TEXTO PARA ANALIZAR
▼
Rápidamente las sospechas y las acusaciones cayeron sobre las empleadas domésticas.

Sabemos que, desde ese lugar de enunciación con pretensiones high-class, las empleadas domésticas no son solamente vectores de enfermedades, son fundamentalmente ladronas, por lo general ignorantes y también un poco sucias.

El hecho de que su tarea esté centrada en la limpieza no hace más que acentuar esa condición: limpiar casas ajenas es estar-entre-la-mugre, en un sentido constitutivo: ocuparse de lo bajo, habitar en lugares lejanos y sórdidos, amén de transitar por el submundo de lo que no aparece en la vitrina digital de las vidas en exhibición.

Se trata, en última instancia, de un discurso harto conocido que designa a la otra con las características unificadas de lo malo-feo-falso y sus variantes para justificar su explotación. Una eficiente combinación de racismo, clasismo y sexismo siempre operante que sale a la luz en este tipo de acusaciones.
▲
CONSIGNA DEL EJERCICIO
Responde a partir del texto sobre las empleadas domésticas:
1. ¿Sobre quiénes cayeron rápidamente las sospechas y las acusaciones?
2. ¿En qué está centrada la tarea de las empleadas domésticas?
3. ¿Qué combinación sale a la luz en este tipo de acusaciones?
Los registros no hacen falta para esta tarea.

(Entradas almacenadas)
▼
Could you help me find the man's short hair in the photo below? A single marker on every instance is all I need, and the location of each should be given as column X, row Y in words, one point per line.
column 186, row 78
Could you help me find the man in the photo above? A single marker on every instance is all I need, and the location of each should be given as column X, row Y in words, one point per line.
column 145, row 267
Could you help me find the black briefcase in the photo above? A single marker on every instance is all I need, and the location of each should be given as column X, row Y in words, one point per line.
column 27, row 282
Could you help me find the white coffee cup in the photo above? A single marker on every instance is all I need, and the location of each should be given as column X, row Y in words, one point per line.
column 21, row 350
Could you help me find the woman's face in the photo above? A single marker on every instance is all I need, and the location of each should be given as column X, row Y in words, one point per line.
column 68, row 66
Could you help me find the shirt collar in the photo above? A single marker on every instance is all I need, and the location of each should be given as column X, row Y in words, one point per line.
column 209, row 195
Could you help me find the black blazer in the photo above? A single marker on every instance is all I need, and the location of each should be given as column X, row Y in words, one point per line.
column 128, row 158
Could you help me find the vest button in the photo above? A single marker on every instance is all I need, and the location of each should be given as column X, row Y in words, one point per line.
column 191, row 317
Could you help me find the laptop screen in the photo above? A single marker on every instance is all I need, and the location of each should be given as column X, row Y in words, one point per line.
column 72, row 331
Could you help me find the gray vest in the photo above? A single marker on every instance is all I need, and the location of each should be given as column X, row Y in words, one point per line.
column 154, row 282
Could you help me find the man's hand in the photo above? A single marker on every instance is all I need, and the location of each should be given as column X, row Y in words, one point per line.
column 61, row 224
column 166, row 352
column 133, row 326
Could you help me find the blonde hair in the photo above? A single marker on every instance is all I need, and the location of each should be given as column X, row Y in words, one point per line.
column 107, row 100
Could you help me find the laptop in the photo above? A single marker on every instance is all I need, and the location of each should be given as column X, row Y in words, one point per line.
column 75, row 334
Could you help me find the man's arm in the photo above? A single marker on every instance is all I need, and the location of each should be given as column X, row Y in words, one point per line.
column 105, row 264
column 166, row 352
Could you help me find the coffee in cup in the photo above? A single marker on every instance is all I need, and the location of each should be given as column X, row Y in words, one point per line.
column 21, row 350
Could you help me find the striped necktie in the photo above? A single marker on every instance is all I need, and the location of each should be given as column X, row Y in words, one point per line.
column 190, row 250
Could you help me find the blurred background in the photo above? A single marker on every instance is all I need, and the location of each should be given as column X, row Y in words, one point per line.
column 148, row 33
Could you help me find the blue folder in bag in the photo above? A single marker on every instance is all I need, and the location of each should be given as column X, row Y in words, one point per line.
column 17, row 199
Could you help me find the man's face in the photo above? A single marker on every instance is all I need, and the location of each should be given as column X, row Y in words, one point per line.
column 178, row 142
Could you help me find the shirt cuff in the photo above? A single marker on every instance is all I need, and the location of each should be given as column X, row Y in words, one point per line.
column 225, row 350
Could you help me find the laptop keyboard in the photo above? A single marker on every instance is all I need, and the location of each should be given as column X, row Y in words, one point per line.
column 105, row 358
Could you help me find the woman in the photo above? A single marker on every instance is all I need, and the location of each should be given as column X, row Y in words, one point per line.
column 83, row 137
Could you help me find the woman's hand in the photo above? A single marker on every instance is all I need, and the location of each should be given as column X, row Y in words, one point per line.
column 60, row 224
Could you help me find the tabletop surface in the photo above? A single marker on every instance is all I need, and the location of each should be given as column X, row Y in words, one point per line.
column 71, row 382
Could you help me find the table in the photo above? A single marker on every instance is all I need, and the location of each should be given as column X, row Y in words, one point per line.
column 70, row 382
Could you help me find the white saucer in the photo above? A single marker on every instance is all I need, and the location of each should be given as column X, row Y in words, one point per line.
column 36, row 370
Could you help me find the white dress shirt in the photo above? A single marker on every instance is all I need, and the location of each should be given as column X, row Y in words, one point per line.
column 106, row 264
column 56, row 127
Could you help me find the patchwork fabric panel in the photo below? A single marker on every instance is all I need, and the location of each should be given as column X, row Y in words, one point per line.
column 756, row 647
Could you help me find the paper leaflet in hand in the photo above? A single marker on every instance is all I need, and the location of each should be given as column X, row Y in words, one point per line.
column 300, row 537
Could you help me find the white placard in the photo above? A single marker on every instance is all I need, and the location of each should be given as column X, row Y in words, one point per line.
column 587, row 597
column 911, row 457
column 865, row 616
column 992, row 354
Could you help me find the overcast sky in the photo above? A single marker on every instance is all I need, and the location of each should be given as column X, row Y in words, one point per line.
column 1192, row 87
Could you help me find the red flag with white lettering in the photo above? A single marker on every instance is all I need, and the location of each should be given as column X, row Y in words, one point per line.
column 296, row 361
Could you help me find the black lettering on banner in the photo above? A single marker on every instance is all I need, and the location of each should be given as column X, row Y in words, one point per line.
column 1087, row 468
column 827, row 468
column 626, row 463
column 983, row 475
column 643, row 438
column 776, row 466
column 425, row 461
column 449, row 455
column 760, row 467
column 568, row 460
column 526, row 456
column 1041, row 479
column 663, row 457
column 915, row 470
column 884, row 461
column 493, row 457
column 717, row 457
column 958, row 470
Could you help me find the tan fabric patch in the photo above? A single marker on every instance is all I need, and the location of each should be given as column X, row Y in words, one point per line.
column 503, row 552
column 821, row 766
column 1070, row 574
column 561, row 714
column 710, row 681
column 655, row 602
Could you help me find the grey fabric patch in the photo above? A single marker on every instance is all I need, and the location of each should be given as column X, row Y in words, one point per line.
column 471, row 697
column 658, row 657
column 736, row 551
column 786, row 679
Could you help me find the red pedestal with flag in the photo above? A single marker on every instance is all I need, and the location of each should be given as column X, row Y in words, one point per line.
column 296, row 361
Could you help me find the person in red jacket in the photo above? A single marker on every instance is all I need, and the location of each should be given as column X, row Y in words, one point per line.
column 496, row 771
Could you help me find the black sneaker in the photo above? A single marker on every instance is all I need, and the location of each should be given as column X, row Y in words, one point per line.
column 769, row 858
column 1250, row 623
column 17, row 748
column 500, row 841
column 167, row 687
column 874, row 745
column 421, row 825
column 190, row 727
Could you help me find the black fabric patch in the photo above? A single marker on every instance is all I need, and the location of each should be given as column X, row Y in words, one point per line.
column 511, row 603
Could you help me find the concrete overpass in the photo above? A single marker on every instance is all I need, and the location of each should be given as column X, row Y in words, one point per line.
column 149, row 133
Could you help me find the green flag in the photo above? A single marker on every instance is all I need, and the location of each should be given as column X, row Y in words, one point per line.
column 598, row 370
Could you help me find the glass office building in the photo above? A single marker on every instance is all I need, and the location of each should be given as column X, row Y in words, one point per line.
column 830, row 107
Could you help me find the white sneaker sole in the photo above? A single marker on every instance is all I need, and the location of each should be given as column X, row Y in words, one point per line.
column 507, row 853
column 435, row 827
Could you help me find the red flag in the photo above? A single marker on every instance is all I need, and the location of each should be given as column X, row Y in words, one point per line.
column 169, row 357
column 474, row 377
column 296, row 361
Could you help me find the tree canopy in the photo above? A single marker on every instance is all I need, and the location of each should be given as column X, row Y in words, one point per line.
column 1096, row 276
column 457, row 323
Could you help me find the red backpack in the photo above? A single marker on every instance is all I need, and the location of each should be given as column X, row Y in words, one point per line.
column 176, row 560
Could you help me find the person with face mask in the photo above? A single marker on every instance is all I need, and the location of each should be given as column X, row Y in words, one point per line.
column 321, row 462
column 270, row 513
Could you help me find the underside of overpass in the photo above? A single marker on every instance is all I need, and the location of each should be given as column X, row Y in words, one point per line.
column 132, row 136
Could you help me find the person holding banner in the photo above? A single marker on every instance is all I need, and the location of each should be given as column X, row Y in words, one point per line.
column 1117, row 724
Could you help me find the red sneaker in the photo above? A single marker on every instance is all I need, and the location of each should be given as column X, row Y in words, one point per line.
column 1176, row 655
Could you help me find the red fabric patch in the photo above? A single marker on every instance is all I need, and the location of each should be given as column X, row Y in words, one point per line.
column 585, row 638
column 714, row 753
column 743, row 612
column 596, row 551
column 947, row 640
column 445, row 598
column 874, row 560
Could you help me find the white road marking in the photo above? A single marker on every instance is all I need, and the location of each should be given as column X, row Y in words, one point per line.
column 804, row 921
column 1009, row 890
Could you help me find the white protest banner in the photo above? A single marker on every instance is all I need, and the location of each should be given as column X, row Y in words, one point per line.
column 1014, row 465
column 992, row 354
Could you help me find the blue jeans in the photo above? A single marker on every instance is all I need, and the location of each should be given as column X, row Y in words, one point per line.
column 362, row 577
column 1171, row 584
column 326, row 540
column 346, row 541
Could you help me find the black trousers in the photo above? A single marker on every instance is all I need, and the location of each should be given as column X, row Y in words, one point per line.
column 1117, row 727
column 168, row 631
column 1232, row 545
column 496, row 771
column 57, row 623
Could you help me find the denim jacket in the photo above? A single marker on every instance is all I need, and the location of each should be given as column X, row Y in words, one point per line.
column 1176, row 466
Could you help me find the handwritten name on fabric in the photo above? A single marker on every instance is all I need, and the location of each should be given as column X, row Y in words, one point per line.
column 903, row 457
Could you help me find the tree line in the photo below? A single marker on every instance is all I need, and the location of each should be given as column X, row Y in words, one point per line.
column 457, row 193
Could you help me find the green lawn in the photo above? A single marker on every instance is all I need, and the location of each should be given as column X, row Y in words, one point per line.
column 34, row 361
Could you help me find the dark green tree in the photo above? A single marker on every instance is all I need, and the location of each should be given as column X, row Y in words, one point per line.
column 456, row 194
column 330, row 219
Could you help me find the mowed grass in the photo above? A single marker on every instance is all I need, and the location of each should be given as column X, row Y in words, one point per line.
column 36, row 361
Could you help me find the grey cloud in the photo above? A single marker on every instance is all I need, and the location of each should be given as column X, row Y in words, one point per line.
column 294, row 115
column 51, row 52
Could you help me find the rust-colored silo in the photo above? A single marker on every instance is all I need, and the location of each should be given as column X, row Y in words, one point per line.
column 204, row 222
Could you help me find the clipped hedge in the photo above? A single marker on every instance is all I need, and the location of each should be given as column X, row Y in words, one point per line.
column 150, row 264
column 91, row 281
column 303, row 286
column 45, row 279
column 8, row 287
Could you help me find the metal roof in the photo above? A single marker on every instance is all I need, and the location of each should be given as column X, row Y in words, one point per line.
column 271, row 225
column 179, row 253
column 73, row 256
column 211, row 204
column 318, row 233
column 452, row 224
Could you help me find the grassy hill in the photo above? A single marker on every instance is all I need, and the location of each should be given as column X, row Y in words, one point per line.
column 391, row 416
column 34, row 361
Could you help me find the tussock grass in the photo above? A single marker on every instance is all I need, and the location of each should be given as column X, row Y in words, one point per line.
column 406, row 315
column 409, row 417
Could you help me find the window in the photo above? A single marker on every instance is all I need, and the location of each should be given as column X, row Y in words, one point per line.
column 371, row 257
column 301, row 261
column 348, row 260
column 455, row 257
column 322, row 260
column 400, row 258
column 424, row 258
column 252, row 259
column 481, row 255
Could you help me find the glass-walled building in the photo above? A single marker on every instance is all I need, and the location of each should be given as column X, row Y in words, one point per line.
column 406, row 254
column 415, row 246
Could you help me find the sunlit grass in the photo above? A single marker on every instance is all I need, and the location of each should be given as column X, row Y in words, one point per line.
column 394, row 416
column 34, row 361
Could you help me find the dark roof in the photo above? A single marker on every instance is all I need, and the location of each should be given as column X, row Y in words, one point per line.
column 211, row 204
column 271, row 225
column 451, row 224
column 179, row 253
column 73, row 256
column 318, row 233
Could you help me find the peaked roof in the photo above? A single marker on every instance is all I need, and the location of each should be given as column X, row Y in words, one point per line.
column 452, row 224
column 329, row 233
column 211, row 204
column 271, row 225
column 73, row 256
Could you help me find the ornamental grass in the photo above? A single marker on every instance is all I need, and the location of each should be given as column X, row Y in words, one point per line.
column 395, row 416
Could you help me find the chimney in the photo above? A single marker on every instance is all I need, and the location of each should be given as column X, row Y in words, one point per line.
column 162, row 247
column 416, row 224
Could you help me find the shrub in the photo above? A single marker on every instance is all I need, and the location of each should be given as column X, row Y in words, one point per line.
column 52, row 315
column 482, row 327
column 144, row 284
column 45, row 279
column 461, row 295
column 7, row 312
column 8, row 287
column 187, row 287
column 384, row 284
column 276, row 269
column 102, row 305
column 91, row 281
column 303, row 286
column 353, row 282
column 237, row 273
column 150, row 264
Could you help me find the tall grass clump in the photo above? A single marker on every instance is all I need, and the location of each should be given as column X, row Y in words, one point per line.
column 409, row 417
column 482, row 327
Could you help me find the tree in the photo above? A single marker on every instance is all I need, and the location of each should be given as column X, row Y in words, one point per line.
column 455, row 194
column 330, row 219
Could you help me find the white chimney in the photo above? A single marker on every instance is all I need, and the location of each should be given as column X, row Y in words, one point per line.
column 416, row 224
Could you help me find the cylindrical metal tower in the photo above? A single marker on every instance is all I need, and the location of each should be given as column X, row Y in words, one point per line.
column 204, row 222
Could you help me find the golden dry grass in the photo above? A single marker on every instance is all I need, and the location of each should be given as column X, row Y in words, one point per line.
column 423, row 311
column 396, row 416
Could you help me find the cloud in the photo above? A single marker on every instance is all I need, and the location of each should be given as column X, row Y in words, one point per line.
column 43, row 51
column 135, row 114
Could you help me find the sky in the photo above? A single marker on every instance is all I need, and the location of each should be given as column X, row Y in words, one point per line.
▲
RESPUESTA DEL EJERCICIO
1. Sobre las empleadas domésticas.
2. En la limpieza.
3. Una eficiente combinación de racismo, clasismo y sexismo.